* _YOUR ASSIGNMENT_:
Write down exactly the lines from the one with "dog's nose, place" to the end of the data, first and last included, and no others.

(Records excerpted from a collection)
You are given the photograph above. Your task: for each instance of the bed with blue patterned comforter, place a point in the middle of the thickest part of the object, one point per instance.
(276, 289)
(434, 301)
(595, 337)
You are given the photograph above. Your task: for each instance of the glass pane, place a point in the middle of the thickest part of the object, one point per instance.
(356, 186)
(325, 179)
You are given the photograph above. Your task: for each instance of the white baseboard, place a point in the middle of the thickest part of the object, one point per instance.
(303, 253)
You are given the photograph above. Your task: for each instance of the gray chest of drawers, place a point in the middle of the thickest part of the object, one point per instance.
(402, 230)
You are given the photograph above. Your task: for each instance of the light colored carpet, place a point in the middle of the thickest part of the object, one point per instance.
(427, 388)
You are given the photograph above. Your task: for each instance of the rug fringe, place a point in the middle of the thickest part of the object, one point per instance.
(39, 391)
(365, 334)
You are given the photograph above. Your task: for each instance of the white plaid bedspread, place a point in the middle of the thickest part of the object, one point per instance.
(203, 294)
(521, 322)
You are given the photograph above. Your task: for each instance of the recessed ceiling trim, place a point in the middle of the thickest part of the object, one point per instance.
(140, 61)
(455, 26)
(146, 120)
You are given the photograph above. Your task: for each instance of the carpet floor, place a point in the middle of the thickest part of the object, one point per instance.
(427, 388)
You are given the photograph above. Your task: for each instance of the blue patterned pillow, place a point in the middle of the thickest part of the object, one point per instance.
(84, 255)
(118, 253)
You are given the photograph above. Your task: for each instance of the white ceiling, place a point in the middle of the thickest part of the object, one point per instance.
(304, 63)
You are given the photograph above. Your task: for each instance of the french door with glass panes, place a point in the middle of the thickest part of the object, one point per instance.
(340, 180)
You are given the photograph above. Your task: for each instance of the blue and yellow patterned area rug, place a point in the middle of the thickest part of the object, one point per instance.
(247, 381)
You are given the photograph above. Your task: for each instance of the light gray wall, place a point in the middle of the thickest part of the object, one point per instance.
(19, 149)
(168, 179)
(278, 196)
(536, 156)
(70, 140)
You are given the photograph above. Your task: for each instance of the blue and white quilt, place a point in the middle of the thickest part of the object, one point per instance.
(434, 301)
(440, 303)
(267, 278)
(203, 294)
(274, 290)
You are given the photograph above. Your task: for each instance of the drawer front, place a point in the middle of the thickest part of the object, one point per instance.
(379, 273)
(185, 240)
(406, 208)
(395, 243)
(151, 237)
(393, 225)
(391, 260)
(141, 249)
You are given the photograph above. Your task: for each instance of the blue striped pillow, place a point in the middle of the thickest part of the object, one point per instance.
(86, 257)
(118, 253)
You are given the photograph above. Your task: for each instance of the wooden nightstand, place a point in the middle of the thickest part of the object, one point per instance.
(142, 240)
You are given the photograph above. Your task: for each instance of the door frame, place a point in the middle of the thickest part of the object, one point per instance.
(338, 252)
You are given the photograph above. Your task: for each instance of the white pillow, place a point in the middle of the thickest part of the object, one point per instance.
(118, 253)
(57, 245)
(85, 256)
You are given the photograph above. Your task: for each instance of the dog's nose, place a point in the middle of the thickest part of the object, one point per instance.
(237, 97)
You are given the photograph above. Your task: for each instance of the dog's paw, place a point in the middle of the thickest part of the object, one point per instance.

* _ANSWER FOR THIS EXERCISE_:
You are given the photograph above. Your task: for each instance of the dog's nose, place a point in the middle of the thickest part of the object, one point per instance.
(237, 97)
You are given the photograph above. Your task: for each instance of the dog's paw, place a point in the middle of the thickest part of the object, one point per instance.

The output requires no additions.